Data records:
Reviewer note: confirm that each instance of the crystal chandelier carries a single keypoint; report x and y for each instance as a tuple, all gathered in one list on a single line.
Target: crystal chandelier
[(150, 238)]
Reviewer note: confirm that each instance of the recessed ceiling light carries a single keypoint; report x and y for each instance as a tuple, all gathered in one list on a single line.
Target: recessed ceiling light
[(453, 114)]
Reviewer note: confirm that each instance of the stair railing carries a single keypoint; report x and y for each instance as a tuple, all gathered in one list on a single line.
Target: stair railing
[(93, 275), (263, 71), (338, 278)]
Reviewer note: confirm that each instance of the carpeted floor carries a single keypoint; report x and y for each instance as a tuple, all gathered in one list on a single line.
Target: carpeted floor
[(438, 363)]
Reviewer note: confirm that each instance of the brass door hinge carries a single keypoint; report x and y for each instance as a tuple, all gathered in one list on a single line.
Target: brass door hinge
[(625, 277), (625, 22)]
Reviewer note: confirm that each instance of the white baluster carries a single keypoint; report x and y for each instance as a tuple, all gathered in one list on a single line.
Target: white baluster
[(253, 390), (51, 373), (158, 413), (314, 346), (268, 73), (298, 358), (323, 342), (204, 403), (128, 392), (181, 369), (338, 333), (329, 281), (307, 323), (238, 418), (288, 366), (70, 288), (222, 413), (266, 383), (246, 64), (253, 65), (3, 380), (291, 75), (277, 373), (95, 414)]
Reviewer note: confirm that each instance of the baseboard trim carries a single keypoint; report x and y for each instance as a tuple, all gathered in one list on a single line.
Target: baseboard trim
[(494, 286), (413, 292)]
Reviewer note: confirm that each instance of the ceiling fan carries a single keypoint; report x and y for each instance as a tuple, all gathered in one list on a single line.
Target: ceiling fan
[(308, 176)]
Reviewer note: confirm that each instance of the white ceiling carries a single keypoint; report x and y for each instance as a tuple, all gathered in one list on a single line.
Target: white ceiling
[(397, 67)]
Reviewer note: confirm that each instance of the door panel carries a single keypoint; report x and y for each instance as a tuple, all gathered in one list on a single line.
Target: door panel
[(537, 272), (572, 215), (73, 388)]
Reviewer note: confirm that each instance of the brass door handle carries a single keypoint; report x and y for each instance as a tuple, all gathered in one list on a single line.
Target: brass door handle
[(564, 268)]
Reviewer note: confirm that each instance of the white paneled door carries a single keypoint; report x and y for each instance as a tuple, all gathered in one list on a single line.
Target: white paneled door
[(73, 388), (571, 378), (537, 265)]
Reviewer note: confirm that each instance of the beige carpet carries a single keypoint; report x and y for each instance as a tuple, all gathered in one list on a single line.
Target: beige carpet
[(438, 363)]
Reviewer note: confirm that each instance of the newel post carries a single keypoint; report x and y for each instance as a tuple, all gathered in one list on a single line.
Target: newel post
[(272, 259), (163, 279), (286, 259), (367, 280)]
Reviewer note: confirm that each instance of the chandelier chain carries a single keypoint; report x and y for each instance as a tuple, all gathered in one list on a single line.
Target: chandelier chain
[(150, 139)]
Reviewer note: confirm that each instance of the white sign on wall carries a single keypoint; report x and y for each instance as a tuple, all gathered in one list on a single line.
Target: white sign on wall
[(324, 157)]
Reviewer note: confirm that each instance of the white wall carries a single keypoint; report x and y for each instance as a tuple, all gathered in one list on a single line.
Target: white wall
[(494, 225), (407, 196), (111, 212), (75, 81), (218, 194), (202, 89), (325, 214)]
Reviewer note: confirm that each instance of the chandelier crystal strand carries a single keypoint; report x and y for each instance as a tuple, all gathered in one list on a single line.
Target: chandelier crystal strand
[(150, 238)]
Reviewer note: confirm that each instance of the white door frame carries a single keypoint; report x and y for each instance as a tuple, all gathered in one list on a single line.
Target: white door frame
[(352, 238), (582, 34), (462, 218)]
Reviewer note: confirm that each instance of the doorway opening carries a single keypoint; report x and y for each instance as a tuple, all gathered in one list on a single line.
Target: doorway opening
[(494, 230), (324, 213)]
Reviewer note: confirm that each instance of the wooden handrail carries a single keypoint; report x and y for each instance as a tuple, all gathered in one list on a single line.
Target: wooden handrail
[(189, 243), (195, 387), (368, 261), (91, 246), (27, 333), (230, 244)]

Exercise:
When you reach the line that contains "door hinge carries", stop; that line and every line before it, from the very first line of the data, should be restated word for word.

The answer:
Reviewer note: confirm that each instance of the crystal chandelier carries a single keypoint; report x and y for each instance as a tuple, all gathered in one list on a single line.
Target: crystal chandelier
[(150, 238)]
Reviewer note: confirm that each instance of the recessed ceiling light carries a single keypoint; report x and y for each instance as a tuple, all gathered in one list on a single line.
Target: recessed ceiling light
[(453, 114)]
Reviewer note: confirm that each instance of the stair railing carries a single keypoint; report x and y for each instance as a tuple, all gathered in one list on a single line.
Target: stair railing
[(93, 275), (263, 71), (338, 278)]
Reviewer note: confirm that each instance of the carpeted floor carries a single keypoint; report x and y for each instance as a tuple, all gathered in one list on a single line.
Target: carpeted floor
[(438, 363)]
Reviewer note: confirm that each instance of the brass door hinge carries a single keypoint; report x and y for each instance as a tuple, all gathered in one list on a single line.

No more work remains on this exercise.